Tasks for this exercise
• a. Please rewrite the passage on Queets from "Queets is an" to "approximately 8 mi away.", swapping in "postal station" wherever "post office" appears.
• b. Carry on the passage on Queets from the point where it stops.

Text block

Queets is an unincorporated community and census-designated place (CDP) in Grays Harbor and Jefferson counties, Washington, United States. The population was 136 at the 2020 census, down from 174 at the 2010 census. The primary residents of the community are Native Americans of the Quinault Indian Nation.

== Etymology ==
Queets gets its name from the Queets River which it borders. According to William Bright The Queets River gets its name from the Quinault word q'ʷícx̣ʷ.

==History==
The post office at Queets was established July 13, 1880, and discontinued July 31, 1934, with mail being sent to Clearwater, approximately 8 mi away.

==Geography==
The community is near the coast of the Pacific Ocean along the Queets River at the northern edge of the Quinault Indian Reservation. Queets consists of several homes, a store, gas station, fisheries, daycare, Head Start, and a remote office for the Quinault Nation. Other local attractions include the Pacific beach hiking trails, Olympic National Park, and Olympic National Forest.

Data provided

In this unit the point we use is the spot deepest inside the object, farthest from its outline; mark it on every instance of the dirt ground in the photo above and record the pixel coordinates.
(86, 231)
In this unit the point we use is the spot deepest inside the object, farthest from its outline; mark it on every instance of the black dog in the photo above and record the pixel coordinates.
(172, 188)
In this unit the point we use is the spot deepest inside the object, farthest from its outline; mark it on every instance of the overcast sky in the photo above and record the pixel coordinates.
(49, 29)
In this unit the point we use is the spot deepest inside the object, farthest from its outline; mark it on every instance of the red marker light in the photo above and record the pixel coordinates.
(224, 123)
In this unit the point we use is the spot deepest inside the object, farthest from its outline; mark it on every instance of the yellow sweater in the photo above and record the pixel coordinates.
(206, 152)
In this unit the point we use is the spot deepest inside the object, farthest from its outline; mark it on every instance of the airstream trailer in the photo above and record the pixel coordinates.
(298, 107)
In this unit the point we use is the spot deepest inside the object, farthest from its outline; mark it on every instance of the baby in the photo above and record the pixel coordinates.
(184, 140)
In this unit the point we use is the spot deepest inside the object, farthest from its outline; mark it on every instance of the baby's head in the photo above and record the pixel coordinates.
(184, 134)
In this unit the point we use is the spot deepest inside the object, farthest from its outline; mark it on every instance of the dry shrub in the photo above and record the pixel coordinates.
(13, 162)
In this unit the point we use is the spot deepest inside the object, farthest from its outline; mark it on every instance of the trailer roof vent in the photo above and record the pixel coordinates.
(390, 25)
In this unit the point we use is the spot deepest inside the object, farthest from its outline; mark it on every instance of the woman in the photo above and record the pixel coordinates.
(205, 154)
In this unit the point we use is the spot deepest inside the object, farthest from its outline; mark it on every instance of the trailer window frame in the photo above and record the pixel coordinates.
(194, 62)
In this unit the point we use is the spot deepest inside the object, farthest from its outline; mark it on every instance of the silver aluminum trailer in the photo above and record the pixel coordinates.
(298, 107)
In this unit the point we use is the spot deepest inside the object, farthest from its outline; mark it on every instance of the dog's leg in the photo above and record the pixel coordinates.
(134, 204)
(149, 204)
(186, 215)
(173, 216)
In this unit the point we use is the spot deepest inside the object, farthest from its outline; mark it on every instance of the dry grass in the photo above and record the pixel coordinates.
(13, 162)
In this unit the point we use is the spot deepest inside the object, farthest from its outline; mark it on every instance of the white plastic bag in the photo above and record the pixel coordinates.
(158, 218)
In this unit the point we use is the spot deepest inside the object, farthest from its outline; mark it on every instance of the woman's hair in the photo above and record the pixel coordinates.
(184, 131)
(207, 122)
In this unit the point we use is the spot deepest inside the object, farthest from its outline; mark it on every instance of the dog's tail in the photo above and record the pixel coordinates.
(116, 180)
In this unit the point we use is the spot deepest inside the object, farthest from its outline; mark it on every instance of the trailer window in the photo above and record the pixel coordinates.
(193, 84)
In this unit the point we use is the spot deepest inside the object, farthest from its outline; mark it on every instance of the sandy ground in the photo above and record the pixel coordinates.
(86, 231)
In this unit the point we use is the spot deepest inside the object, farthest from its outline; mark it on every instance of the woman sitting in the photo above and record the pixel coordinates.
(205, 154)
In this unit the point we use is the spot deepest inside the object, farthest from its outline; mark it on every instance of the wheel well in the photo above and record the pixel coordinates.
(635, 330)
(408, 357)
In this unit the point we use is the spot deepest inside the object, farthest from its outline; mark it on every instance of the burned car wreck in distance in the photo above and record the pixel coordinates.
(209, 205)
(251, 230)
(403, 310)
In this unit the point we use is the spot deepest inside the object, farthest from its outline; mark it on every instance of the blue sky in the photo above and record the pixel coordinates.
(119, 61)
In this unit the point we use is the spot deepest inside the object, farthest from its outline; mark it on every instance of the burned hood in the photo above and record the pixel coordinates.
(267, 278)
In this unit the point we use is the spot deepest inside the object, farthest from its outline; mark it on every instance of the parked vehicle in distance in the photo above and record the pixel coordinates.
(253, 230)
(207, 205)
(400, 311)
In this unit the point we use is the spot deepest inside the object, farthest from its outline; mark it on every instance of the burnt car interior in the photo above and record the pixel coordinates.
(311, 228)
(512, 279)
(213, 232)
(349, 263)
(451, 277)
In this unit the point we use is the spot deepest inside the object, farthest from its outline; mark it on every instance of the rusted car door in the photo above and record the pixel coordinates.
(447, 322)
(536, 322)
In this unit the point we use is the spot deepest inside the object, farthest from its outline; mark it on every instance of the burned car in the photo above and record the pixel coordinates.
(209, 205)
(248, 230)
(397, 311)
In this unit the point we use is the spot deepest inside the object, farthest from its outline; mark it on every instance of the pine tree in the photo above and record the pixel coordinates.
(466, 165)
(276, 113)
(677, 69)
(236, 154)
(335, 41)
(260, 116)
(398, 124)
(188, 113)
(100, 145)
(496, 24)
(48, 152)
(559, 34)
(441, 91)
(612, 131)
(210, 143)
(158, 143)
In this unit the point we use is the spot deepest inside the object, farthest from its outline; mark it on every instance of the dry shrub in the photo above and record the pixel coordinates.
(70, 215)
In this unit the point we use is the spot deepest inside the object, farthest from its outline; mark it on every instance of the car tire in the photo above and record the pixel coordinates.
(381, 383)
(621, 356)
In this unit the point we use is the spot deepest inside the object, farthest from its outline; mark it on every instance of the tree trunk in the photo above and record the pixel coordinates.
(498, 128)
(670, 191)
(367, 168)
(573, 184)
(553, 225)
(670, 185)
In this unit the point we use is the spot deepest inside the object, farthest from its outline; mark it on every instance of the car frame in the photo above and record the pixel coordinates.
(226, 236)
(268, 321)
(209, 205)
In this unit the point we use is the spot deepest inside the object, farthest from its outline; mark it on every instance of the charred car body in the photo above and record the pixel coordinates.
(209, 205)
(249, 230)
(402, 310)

Answers to each task
• a.
Queets is an unincorporated community and census-designated place (CDP) in Grays Harbor and Jefferson counties, Washington, United States. The population was 136 at the 2020 census, down from 174 at the 2010 census. The primary residents of the community are Native Americans of the Quinault Indian Nation.

== Etymology ==
Queets gets its name from the Queets River which it borders. According to William Bright The Queets River gets its name from the Quinault word q'ʷícx̣ʷ.

==History==
The postal station at Queets was established July 13, 1880, and discontinued July 31, 1934, with mail being sent to Clearwater, approximately 8 mi away.

• b.
U.S. Route 101 passes through Queets, crossing the Queets River at the northern edge of the community. US 101 leads north 5 mi to Kalaloch Beach and 39 mi to Forks, site of the nearest airport. Southbound US 101 leads east 25 mi to Amanda Park and southeast 68 mi to Aberdeen.

According to the United States Census Bureau, the Queets CDP has a total area of 3.7 sqkm, of which 3.6 sqkm are land and 0.1 sqkm, or 3.45%, are water.

==Demographics==

Queets first appeared as a census designated place in the 2010 U.S. census.

Historical population
| Census | Pop. | Note | %± |
| 2010 | 174 |  | — |
| 2020 | 136 |  | −21.8% |
U.S. Decennial Census 2000 2010

===Racial and ethnic composition===

Queets CDP, Washington – Racial and ethnic composition Note: the US Census treats Hispanic/Latino as an ethnic category. This table excludes Latinos from the racial categories and assigns them to a separate category. Hispanics/Latinos may be of any race.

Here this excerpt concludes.